(Extracted data entries)
● ● ● ● ● ● ●

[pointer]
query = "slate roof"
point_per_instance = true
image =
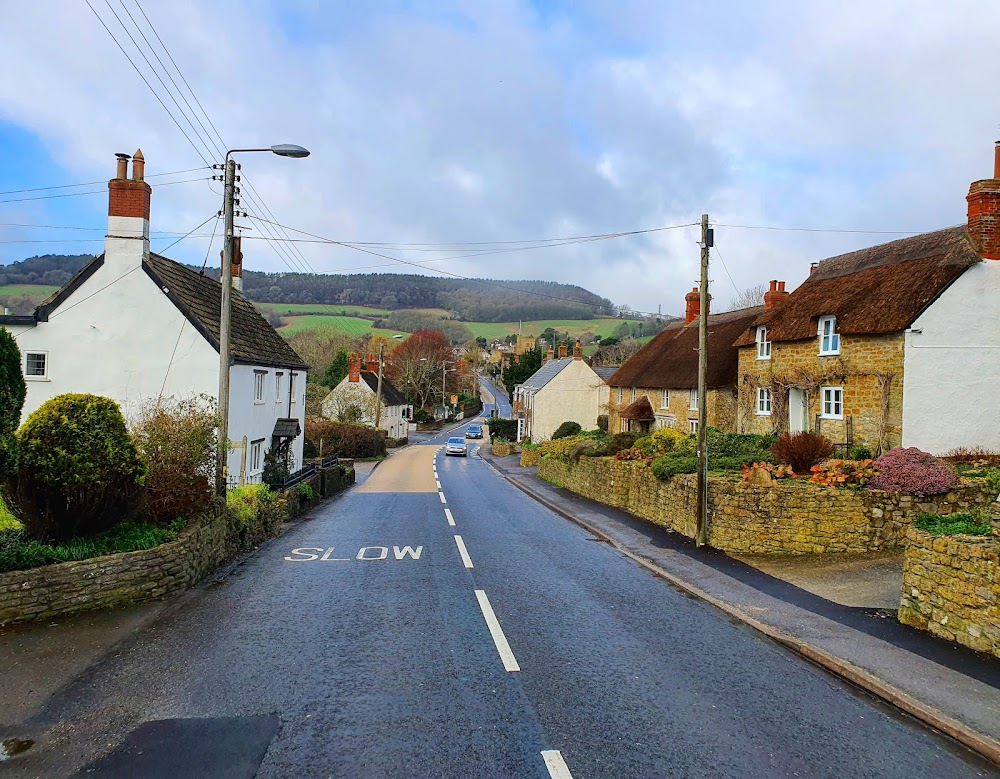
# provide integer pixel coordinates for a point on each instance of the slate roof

● ● ● ● ● ● ●

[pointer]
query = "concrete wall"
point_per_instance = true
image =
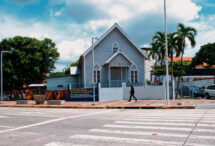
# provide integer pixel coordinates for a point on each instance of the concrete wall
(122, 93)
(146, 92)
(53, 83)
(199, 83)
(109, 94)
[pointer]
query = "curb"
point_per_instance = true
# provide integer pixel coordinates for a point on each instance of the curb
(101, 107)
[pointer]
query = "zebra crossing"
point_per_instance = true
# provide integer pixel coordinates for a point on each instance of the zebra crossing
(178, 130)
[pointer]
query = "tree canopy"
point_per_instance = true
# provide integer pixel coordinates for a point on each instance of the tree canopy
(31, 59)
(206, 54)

● ● ● ● ● ● ●

- INSTRUCTIONS FOR THE TASK
List each line in the records that contains the string "curb", matching letter case exactly.

- TASK SOLUTION
query = "curb"
# provide integer pixel coordinates for a point on each instance of the curb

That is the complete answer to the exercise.